Reproduce verbatim the lines from the first one through the line containing "POLYGON ((0 259, 0", including both of these lines.
-- Start Input records --
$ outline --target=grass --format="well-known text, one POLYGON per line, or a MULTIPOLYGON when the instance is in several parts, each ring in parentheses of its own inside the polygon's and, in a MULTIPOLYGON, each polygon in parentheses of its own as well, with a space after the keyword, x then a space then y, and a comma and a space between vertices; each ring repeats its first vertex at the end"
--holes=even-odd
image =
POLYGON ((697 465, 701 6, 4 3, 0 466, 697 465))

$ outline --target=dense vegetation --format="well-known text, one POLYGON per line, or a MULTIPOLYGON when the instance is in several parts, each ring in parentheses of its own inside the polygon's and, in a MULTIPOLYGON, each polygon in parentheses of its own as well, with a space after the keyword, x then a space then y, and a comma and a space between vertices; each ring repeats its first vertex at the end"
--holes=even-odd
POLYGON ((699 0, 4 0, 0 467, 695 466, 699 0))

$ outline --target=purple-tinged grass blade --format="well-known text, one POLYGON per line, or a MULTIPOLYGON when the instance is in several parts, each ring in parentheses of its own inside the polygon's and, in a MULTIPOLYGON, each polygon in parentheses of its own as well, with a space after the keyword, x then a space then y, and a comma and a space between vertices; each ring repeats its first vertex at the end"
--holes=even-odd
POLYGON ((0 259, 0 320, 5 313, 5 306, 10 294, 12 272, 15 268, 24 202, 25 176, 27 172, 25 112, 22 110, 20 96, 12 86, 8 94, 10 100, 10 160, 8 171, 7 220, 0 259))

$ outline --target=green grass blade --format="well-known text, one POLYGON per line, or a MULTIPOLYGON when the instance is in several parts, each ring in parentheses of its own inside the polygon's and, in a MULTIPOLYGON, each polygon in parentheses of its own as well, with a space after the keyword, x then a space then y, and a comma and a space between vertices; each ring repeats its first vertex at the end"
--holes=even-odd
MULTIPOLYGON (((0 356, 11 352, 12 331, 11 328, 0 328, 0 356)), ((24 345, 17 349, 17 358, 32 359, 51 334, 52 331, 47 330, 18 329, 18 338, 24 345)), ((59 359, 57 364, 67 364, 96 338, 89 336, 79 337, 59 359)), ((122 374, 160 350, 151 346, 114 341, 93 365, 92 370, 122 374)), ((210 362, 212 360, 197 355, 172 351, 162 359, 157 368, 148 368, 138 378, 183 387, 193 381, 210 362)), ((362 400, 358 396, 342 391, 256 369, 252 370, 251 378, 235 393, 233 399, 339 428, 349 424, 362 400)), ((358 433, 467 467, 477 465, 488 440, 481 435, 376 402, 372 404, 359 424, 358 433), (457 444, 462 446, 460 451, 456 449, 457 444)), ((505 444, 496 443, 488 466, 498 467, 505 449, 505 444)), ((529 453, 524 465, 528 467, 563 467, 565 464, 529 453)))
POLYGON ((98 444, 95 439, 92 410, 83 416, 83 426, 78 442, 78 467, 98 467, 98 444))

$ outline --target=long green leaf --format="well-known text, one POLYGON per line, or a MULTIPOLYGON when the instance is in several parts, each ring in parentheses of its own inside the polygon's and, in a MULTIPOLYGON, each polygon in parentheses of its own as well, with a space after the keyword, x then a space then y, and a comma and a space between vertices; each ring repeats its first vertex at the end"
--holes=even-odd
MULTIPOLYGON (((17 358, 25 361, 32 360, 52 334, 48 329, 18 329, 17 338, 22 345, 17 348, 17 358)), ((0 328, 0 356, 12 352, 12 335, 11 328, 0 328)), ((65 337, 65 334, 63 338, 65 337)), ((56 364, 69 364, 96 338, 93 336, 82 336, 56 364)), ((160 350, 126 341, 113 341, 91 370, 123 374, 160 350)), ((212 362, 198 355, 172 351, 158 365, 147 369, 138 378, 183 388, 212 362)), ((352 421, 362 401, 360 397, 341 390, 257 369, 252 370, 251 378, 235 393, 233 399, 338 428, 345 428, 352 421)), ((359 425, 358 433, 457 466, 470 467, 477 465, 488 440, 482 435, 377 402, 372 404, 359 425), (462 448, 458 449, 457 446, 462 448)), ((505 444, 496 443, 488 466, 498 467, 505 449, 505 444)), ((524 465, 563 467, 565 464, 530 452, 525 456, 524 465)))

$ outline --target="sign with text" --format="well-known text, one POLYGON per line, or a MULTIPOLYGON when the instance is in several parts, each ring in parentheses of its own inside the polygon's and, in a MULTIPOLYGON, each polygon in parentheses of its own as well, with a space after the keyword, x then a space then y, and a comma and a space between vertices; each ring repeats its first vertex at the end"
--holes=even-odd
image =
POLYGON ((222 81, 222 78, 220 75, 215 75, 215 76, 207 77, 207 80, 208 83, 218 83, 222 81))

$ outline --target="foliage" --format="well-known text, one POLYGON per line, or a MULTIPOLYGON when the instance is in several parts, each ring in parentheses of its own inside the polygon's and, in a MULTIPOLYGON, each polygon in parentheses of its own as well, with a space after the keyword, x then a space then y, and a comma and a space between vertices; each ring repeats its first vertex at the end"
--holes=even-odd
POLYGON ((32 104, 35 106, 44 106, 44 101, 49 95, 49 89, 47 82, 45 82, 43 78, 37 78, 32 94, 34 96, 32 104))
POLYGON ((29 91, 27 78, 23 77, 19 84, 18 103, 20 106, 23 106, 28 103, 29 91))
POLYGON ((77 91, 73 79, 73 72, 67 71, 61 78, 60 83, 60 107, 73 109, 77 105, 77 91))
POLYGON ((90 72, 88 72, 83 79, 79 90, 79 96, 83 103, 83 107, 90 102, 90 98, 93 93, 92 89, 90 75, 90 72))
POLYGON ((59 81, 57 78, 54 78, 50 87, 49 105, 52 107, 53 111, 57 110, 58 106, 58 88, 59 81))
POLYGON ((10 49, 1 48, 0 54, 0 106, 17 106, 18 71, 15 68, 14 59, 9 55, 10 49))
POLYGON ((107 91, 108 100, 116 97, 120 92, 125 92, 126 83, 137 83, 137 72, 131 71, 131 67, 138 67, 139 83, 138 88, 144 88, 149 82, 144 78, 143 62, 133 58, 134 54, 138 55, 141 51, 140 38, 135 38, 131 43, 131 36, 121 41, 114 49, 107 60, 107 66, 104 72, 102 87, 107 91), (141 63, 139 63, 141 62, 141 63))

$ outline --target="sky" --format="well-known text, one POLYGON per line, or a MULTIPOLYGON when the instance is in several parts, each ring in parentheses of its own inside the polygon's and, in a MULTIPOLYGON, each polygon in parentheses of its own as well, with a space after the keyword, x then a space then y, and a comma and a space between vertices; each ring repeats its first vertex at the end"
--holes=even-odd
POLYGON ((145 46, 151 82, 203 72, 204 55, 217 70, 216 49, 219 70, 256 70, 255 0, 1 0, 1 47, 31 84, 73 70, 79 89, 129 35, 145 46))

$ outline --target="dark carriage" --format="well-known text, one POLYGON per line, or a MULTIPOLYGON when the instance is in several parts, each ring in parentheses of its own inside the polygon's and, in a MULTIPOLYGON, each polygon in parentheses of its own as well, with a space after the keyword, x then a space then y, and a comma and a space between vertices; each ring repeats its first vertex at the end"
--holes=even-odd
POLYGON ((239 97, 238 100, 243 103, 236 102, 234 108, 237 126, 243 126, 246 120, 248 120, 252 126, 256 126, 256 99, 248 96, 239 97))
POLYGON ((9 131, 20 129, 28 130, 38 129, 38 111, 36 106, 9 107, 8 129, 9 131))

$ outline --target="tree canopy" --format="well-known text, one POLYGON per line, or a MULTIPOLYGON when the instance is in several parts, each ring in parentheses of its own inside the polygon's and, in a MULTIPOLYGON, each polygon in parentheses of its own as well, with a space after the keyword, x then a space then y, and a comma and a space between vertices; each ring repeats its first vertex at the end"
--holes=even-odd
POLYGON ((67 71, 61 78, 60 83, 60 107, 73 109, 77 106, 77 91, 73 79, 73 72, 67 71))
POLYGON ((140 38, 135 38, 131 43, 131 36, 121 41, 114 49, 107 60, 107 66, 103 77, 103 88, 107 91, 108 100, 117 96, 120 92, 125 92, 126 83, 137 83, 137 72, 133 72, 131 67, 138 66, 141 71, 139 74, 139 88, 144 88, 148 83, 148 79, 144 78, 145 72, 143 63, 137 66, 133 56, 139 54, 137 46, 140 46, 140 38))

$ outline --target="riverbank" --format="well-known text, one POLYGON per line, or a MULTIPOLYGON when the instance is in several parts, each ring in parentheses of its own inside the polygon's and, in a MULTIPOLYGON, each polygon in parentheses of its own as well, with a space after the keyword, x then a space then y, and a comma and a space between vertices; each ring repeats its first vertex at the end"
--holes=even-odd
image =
-- End Input records --
**The answer**
$ outline --target=grass --format="well-known text, one POLYGON per line, or a MULTIPOLYGON when the instance is in several parts, each ring in parentheses of its own inside the polygon's and, in a MULTIPOLYGON, each polygon in parentheses of its own as well, with a space after the keyword, x then a space then y, and a comma and a space between vertices; each ring repeats its first vertex at the end"
--holes=even-odd
image =
POLYGON ((697 465, 701 6, 4 3, 0 466, 697 465))

$ outline --target=dense vegetation --format="well-known text, one POLYGON per line, or a MULTIPOLYGON when the instance is in several parts, each ring in parentheses of its own inside the polygon's and, in a MULTIPOLYGON, each polygon in parentheses of its own as well, with a space after the keyword, x then a space then y, and a comma and a space between vertices; each ring repeats its first vertex at the end"
--holes=even-odd
POLYGON ((699 0, 4 0, 0 467, 695 466, 699 0))

$ outline --target=purple-tinged grass blade --format="well-known text, one POLYGON per line, or a MULTIPOLYGON when the instance is in several parts, each ring in parentheses of its own inside the polygon's and, in a MULTIPOLYGON, each polygon in parentheses of its own as well, with a space after the keyword, x then a space then y, and a comma and a space between vertices; each ring repeats its first vertex at the end"
--holes=even-odd
POLYGON ((0 259, 0 320, 5 313, 5 306, 10 294, 12 272, 15 268, 24 202, 25 176, 27 172, 25 112, 22 110, 20 96, 12 86, 8 94, 10 100, 10 160, 8 171, 7 220, 0 259))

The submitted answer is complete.